#### TASK TO COMPLETE
Extend the article on investors selling residential land, picking up right after its last sentence.

═══ EXERCISE PASSAGE

Investment-management firm Paulson & Co. since 2009 has amassed more than 20 residential projects spanning 30,000 lots in distressed markets. Last year, Paulson for the first time since then sold tracts in a few markets, though it intends to also keep buying and holding land in markets where it thinks prices still have room to rise.

“As a result, we have been measured in our sales activity over the past year,” says Michael Barr, portfolio manager for the Paulson Real Estate Funds.

Starwood Land Ventures LLC, an arm of investor Barry Sternlicht‘s Starwood Capital Group, since 2007 has amassed a portfolio spanning roughly 17,000 lots, buying mostly at the market’s nadir in 2009 and 2010. Last year, Starwood Land posted its largest year of land sales, divesting tracts totaling 2,300 lots for $150 million. Meanwhile, it bought one tract of 675 lots for $25 million.

“The market was right and the prices were very good—in some cases above what they were in the peak years,” says Mike Moser, Starwood Land’s co-CEO. “So, it’s time to start harvesting.”

Demand has been hot for residential land because home builders have been trying to ramp up their production as the housing market has recovered. Last year, builders started construction of an estimated 618,300 single-family homes, up 15.5% from 2012, but still roughly half of historical averages, according to the U.S. Census Bureau. The National Association of Home Builders predicts builders will start construction of 822,000 single-family homes this year.

Lot prices in 2013 increased more than 20% on average nationally from 2012 levels, according to housing-research and analysis firm Zelman & Associates. In red-hot California, lot prices increased in Modesto by 73% in the past year, according to land brokerage Land Advisors Organization.

But the land market lost momentum late last year as home buyers began to balk at rising prices and higher interest rates. That weakening of demand tempered home builders’ appetite for top-dollar land.

══════
═══ DATA SHOWN

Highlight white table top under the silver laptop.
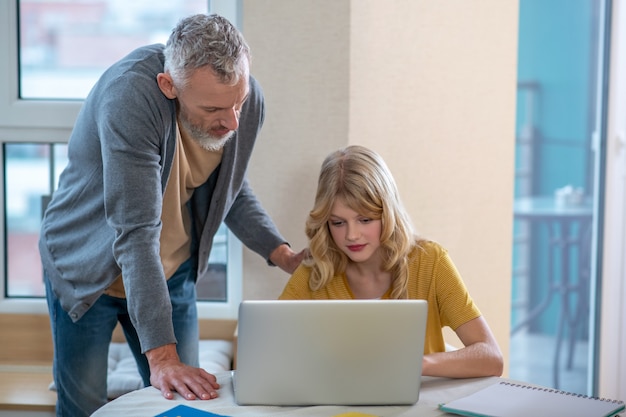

══════

#### RESULT OF THIS TASK
A look at the sequential, quarter-to-quarter change in land prices underscores the cooling of the market. According to Zelman’s monthly surveys of builders, brokers and developers in 55 major markets, prices of finished lots receded from their biggest recent gain—6.8% in the first quarter of 2013 from the previous quarter—to a more tepid 2.9% gain in last year’s fourth quarter.

Some economists and market observers now predict smaller price gains—and, in some cases, flat prices—for land in 2014. “We expect the pace of acceleration to ease,” Zelman analyst Ryan McKeveny said.

Many of the investors that sold land in the past year will remain in the business. Mr. Perot’s Hillwood intends to develop another 1,600 lots this year, mostly in Texas. That includes its 1,000-acre Harvest project north of Fort Worth, which includes a working farm, a community garden, a man-made lake, an activities coordinator and automation systems in every home.

“We’re sellers at the right price at the right time and the right circumstance,” says Fred Balda, president of Hillwood’s residential-development division. “We were fortunate to have that [scenario] the last couple of years. But we’re not vacating our core business.”